#### [What you should do]
Look through the records below for the line with "For each instance of the window, drop" and the line with "[[136, 309], [427, 312], [68, 181]]", then return those lines and all lines between, exactly.

Data for this exercise below:

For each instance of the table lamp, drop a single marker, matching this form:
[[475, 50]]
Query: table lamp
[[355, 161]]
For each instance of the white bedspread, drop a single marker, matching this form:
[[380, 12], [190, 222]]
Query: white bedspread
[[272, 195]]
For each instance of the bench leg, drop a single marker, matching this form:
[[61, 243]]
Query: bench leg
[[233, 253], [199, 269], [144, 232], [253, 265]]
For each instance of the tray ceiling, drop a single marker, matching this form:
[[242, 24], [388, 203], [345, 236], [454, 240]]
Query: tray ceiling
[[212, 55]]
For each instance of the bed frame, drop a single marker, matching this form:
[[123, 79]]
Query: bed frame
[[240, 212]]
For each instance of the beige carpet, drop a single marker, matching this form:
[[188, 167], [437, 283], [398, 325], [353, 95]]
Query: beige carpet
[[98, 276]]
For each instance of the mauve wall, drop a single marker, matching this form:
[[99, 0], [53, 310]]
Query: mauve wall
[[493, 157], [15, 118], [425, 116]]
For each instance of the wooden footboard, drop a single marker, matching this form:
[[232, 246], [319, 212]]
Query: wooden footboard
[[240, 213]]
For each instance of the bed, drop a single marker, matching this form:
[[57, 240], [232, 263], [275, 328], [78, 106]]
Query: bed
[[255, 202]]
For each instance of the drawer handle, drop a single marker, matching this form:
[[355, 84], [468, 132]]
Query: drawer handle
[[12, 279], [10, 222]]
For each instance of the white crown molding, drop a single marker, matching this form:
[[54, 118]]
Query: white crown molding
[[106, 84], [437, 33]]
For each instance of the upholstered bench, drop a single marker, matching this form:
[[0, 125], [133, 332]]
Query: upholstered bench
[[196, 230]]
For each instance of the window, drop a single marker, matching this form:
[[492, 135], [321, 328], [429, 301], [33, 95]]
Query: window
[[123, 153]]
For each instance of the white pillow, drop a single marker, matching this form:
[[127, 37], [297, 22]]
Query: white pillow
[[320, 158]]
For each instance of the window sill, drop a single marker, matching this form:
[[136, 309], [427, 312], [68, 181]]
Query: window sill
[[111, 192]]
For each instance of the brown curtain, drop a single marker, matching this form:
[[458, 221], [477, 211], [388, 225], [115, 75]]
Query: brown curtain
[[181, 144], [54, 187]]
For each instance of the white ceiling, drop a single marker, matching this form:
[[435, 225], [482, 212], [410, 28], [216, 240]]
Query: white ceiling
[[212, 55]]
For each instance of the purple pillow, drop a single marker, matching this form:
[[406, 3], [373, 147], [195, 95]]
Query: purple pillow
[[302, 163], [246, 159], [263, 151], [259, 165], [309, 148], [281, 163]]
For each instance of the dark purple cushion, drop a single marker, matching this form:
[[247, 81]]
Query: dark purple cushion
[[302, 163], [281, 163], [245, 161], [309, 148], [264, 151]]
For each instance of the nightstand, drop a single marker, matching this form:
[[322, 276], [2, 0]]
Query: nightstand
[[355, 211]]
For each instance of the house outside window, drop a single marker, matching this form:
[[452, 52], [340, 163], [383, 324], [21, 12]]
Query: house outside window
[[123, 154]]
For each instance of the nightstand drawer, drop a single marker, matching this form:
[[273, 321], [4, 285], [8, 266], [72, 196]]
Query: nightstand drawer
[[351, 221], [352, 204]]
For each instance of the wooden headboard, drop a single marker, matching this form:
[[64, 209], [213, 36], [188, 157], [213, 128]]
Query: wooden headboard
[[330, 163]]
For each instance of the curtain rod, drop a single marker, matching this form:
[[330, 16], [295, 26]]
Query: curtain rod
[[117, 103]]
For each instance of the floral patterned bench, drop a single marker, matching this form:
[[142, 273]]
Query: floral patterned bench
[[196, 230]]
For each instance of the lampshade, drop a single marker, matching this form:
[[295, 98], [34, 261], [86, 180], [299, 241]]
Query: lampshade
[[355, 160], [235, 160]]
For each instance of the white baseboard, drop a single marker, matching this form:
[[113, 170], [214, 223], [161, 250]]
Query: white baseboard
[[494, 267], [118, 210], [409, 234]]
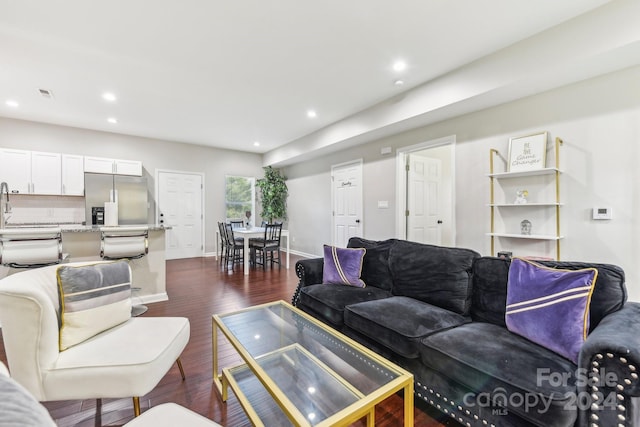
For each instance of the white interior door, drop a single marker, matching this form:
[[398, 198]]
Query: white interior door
[[424, 199], [347, 202], [180, 206]]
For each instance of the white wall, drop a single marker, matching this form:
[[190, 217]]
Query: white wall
[[599, 121], [154, 154]]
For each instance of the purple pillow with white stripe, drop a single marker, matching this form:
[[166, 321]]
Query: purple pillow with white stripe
[[550, 306], [342, 266]]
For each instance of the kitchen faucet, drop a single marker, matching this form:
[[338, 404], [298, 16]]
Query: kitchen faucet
[[4, 189]]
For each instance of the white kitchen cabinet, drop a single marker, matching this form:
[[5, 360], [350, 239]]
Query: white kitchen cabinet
[[112, 166], [72, 175], [15, 170], [31, 172], [46, 173]]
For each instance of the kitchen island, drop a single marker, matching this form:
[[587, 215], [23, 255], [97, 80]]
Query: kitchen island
[[82, 243]]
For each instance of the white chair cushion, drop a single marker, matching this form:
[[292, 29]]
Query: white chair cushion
[[127, 360], [93, 298], [170, 415], [18, 407]]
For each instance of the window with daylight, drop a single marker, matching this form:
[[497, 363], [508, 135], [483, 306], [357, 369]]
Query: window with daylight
[[240, 198]]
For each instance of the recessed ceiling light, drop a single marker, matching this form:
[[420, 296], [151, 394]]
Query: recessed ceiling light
[[399, 66], [46, 93], [108, 96]]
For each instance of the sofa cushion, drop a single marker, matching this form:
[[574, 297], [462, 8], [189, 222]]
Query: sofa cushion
[[433, 274], [488, 358], [93, 298], [490, 277], [327, 302], [540, 298], [342, 266], [399, 323], [375, 267], [610, 292]]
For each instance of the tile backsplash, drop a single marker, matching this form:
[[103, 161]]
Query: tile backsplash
[[32, 209]]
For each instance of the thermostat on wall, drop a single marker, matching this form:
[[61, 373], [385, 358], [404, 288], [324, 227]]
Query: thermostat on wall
[[601, 213]]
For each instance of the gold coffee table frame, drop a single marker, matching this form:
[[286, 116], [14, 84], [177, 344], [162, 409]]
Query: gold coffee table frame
[[363, 404]]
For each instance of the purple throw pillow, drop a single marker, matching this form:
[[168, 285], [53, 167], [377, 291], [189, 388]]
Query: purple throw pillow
[[342, 266], [550, 306]]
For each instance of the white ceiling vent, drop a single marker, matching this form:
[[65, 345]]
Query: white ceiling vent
[[46, 93]]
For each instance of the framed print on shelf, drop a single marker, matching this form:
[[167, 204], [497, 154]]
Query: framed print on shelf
[[527, 153]]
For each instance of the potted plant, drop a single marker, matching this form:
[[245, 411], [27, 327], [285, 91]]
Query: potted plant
[[273, 194]]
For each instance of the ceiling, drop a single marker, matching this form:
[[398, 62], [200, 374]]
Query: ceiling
[[231, 73]]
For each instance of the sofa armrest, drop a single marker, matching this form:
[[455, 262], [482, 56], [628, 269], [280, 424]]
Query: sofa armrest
[[309, 271], [610, 366]]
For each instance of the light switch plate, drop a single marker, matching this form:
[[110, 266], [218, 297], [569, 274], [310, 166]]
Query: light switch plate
[[602, 213]]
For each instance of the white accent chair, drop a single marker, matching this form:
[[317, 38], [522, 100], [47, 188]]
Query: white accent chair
[[18, 407], [127, 360]]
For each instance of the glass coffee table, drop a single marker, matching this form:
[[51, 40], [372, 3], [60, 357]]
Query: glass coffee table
[[300, 372]]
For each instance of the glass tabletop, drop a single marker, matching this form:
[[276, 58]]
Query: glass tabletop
[[318, 370]]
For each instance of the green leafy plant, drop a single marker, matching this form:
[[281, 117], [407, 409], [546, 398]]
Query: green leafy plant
[[273, 194]]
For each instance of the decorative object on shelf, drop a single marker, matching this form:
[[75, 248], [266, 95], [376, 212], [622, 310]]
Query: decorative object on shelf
[[525, 227], [521, 197], [527, 153]]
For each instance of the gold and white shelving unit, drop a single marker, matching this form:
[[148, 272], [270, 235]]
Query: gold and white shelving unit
[[544, 205]]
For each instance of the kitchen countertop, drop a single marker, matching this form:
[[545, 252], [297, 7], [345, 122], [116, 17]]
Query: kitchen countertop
[[77, 228]]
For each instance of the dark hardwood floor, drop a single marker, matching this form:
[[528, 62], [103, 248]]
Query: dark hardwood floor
[[198, 288]]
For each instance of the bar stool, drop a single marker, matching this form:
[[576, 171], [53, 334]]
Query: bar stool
[[125, 243], [31, 248]]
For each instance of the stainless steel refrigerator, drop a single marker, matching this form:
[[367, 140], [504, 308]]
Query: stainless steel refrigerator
[[130, 192]]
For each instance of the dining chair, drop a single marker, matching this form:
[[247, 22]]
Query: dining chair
[[267, 249], [236, 223], [222, 230], [235, 248]]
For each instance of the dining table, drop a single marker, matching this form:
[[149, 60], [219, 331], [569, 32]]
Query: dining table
[[247, 233]]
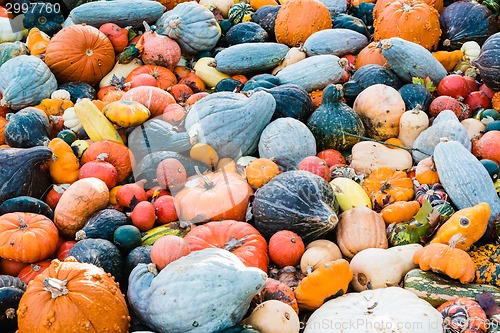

End of Data for this exercise.

#### [Answer space]
For each instance of the window, drop a single marker, matching this form:
[[492, 135], [321, 328], [429, 301], [33, 95]]
Query: window
[[123, 153]]
For each instance of the white pillow, drop a single marker, matching this form:
[[127, 37], [297, 22]]
Query: white pillow
[[320, 158]]
For each instance of the window sill, drop a single marker, matching this form:
[[136, 309], [427, 312], [68, 181]]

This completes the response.